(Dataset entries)
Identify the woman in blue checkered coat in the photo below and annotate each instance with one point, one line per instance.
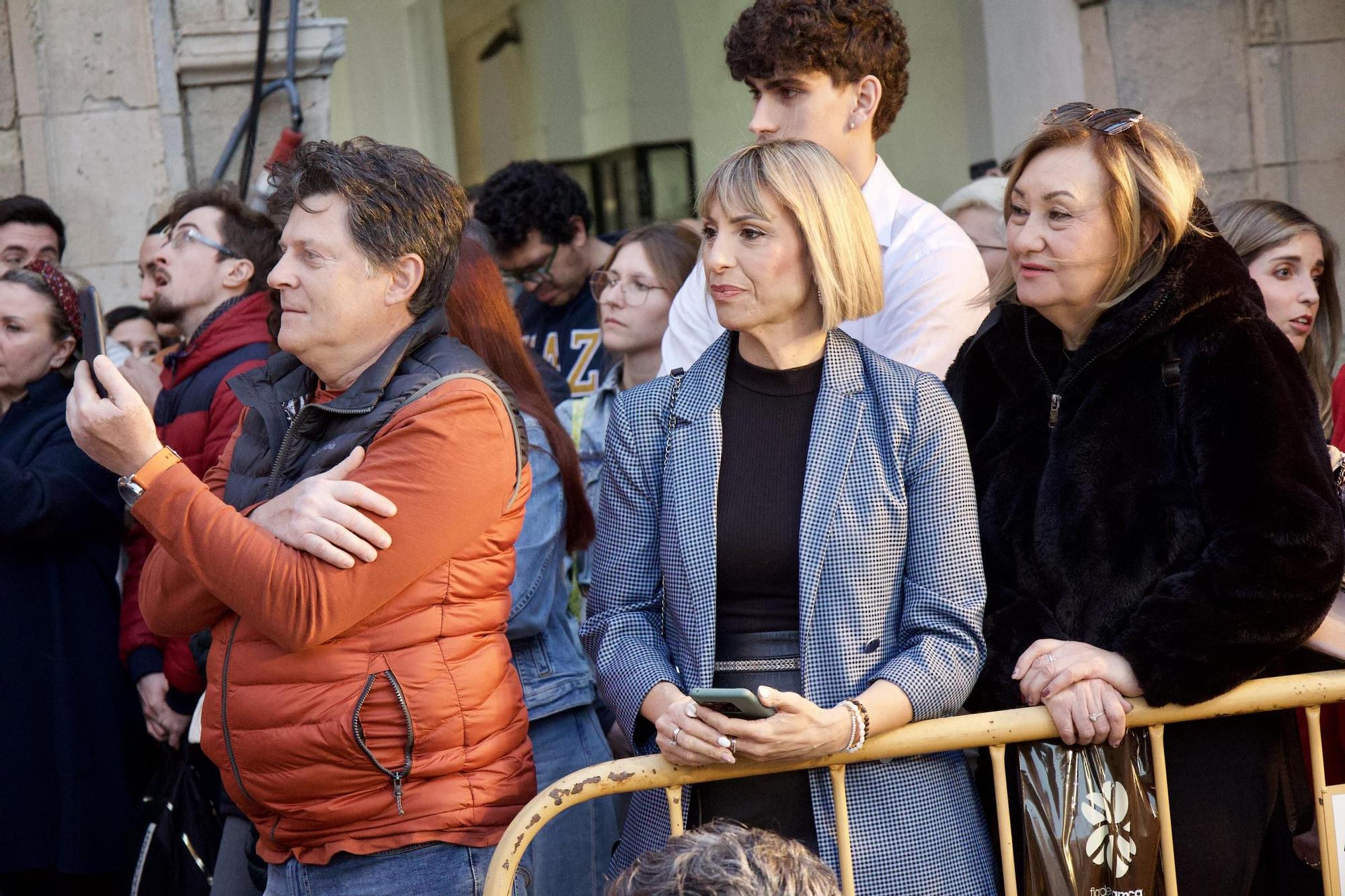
(796, 514)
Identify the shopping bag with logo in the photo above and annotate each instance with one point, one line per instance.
(1090, 818)
(177, 833)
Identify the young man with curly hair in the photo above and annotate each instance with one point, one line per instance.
(836, 73)
(540, 222)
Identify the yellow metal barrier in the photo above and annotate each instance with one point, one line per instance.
(938, 735)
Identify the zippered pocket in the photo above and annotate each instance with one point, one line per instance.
(358, 727)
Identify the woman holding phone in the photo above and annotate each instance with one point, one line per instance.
(796, 514)
(68, 700)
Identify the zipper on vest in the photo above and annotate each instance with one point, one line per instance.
(404, 772)
(224, 712)
(283, 454)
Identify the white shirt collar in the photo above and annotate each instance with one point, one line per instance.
(883, 194)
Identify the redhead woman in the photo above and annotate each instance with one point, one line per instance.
(68, 701)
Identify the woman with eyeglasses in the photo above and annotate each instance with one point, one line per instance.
(1157, 509)
(634, 294)
(978, 208)
(794, 516)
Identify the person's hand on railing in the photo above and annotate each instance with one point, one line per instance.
(1050, 666)
(800, 729)
(1090, 712)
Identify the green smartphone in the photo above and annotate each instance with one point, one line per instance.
(735, 702)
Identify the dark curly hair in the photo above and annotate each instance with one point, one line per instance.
(848, 40)
(532, 196)
(399, 204)
(245, 231)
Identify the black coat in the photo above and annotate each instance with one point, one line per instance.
(67, 698)
(1180, 512)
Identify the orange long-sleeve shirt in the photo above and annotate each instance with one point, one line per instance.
(412, 642)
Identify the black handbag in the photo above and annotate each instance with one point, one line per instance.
(177, 833)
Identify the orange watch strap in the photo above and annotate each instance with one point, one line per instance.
(159, 462)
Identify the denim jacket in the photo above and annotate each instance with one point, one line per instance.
(541, 631)
(588, 415)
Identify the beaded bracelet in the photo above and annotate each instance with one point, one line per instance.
(856, 727)
(864, 715)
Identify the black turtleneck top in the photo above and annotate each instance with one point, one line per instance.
(767, 425)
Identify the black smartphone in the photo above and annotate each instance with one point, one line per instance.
(95, 338)
(735, 702)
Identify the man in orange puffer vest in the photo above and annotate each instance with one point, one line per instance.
(353, 549)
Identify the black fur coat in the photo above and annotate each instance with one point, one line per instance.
(1180, 510)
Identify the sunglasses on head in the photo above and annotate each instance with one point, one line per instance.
(1109, 122)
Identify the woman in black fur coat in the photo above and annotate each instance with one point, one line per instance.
(1157, 512)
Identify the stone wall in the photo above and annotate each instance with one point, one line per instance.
(112, 108)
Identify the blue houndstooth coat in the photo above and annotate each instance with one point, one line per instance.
(891, 588)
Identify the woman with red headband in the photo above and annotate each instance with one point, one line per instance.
(61, 759)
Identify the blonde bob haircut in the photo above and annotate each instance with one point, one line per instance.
(1153, 181)
(825, 202)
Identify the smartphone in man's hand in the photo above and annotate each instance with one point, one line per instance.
(95, 338)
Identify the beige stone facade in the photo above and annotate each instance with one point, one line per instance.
(108, 110)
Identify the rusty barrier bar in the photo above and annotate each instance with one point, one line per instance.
(938, 735)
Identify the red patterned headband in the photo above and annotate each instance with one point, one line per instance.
(64, 292)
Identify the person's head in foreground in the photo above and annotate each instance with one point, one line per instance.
(40, 329)
(980, 210)
(726, 858)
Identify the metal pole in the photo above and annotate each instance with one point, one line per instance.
(1165, 813)
(1007, 864)
(843, 830)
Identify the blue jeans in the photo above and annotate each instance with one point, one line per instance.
(571, 854)
(426, 869)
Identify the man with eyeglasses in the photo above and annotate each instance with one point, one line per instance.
(206, 276)
(541, 228)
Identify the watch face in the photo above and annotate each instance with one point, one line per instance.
(130, 490)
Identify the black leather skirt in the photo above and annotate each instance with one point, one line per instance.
(781, 802)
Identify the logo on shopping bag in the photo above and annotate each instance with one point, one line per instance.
(1109, 842)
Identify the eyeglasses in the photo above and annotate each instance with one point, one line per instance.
(180, 239)
(535, 276)
(633, 291)
(1110, 122)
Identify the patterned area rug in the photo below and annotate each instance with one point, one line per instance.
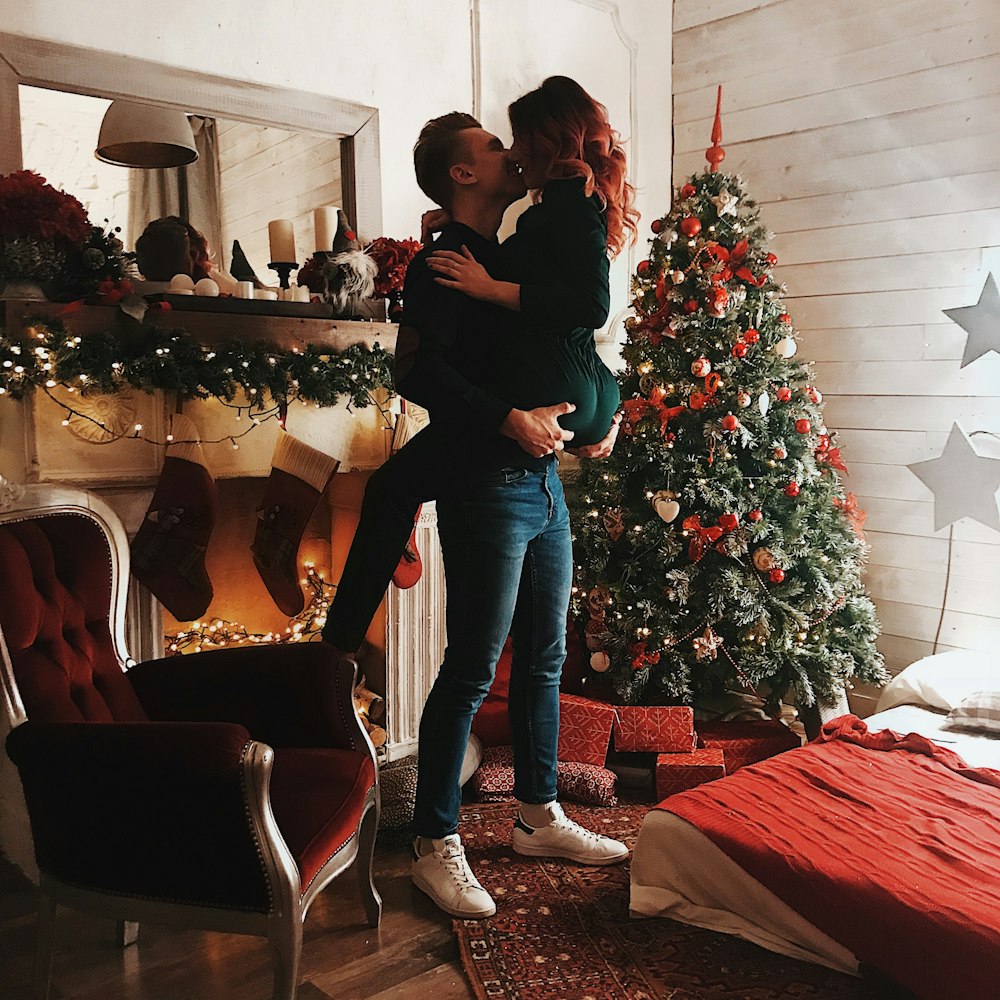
(562, 931)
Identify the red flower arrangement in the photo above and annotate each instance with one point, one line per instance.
(29, 207)
(393, 257)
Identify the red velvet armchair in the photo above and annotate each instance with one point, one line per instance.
(221, 790)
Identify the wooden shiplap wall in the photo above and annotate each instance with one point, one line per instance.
(870, 133)
(267, 173)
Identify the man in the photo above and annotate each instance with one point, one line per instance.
(504, 535)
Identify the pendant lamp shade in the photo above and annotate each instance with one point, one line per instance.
(144, 135)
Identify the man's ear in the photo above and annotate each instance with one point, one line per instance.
(462, 173)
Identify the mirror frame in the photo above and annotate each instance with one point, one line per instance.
(55, 66)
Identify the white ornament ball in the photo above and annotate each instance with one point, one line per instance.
(181, 283)
(600, 661)
(206, 287)
(786, 347)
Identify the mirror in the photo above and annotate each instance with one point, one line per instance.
(246, 175)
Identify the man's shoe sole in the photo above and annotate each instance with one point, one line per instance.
(453, 911)
(545, 852)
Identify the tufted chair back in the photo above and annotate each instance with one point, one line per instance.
(59, 601)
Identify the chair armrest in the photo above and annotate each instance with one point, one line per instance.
(151, 809)
(298, 695)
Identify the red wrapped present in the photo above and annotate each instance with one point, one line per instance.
(747, 742)
(676, 772)
(657, 728)
(584, 729)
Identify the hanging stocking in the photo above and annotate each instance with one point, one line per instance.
(409, 422)
(168, 554)
(299, 474)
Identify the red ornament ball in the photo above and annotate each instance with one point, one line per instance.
(690, 226)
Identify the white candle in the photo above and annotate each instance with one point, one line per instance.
(282, 239)
(325, 221)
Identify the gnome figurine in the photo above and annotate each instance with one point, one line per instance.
(349, 273)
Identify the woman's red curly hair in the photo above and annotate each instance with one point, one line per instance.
(568, 131)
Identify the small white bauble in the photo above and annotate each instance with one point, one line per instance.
(786, 347)
(600, 661)
(206, 287)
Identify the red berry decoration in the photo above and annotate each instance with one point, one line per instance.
(690, 226)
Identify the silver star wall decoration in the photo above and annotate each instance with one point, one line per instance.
(981, 321)
(964, 483)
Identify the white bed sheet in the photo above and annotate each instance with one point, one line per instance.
(678, 872)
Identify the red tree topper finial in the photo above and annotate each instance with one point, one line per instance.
(715, 154)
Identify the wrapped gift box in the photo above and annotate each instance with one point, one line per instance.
(584, 729)
(676, 772)
(747, 742)
(657, 728)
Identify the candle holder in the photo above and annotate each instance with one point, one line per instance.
(284, 269)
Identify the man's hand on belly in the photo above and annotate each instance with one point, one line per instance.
(537, 431)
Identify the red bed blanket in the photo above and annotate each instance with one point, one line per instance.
(889, 844)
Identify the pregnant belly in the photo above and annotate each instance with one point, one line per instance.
(560, 373)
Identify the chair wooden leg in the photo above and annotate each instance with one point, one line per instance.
(46, 943)
(366, 851)
(126, 933)
(285, 940)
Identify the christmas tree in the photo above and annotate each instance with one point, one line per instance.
(716, 547)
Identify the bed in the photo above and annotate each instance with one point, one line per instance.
(919, 898)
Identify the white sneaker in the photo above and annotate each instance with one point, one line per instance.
(446, 877)
(563, 838)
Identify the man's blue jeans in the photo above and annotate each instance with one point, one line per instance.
(508, 567)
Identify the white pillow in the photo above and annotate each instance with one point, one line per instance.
(943, 680)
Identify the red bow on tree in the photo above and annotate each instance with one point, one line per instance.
(735, 262)
(640, 658)
(636, 409)
(702, 536)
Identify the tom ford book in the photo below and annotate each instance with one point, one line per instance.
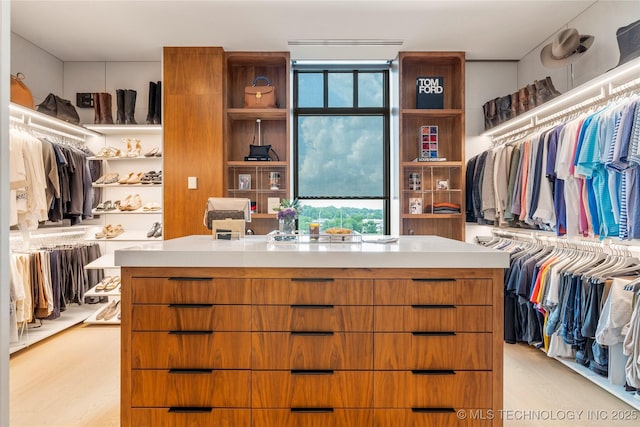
(430, 92)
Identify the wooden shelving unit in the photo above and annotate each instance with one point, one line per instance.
(450, 122)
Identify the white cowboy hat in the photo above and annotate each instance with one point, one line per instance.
(567, 46)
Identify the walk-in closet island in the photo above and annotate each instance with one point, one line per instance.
(261, 332)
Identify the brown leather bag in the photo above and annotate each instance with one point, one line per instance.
(260, 96)
(20, 93)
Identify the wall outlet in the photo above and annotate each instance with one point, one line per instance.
(84, 100)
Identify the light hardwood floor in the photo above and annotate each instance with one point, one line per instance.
(72, 380)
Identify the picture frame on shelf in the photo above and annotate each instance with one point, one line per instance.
(244, 181)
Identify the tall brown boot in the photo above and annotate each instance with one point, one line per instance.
(105, 109)
(551, 87)
(523, 100)
(96, 108)
(531, 90)
(515, 100)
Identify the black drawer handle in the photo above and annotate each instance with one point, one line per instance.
(313, 306)
(432, 372)
(190, 371)
(312, 333)
(433, 334)
(190, 409)
(434, 306)
(312, 372)
(432, 410)
(190, 305)
(313, 410)
(190, 332)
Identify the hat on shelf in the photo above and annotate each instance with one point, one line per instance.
(567, 46)
(628, 42)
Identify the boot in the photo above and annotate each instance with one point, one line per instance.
(120, 106)
(105, 108)
(96, 108)
(130, 107)
(157, 111)
(152, 102)
(551, 87)
(514, 104)
(531, 89)
(523, 100)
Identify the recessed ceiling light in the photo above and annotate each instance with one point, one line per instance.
(345, 42)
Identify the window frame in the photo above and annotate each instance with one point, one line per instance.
(384, 111)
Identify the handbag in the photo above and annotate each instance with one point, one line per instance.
(59, 108)
(260, 96)
(20, 93)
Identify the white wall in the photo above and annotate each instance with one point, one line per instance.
(601, 21)
(43, 71)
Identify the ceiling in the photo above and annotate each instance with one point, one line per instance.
(87, 30)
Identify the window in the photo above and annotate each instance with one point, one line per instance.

The problem:
Your answer must be the line containing "Identify the window frame" through the last line above, copied exactly, with nothing added.

Answer for the task:
Identify the window frame in the photo above and annotate each instance with one point, one line per instance.
(384, 111)
Identify the handbag in the photo above and annotate each instance with one point, one line per instance.
(59, 108)
(260, 96)
(20, 93)
Identify the white wall in the photo above and annotate each instance with one point, one line per instance.
(601, 21)
(43, 71)
Identify the ceiling in the photo above and annotate each instance with one point, one line per instance.
(87, 30)
Identify the window in the photo above and annotate each instance with one point, one line per instance.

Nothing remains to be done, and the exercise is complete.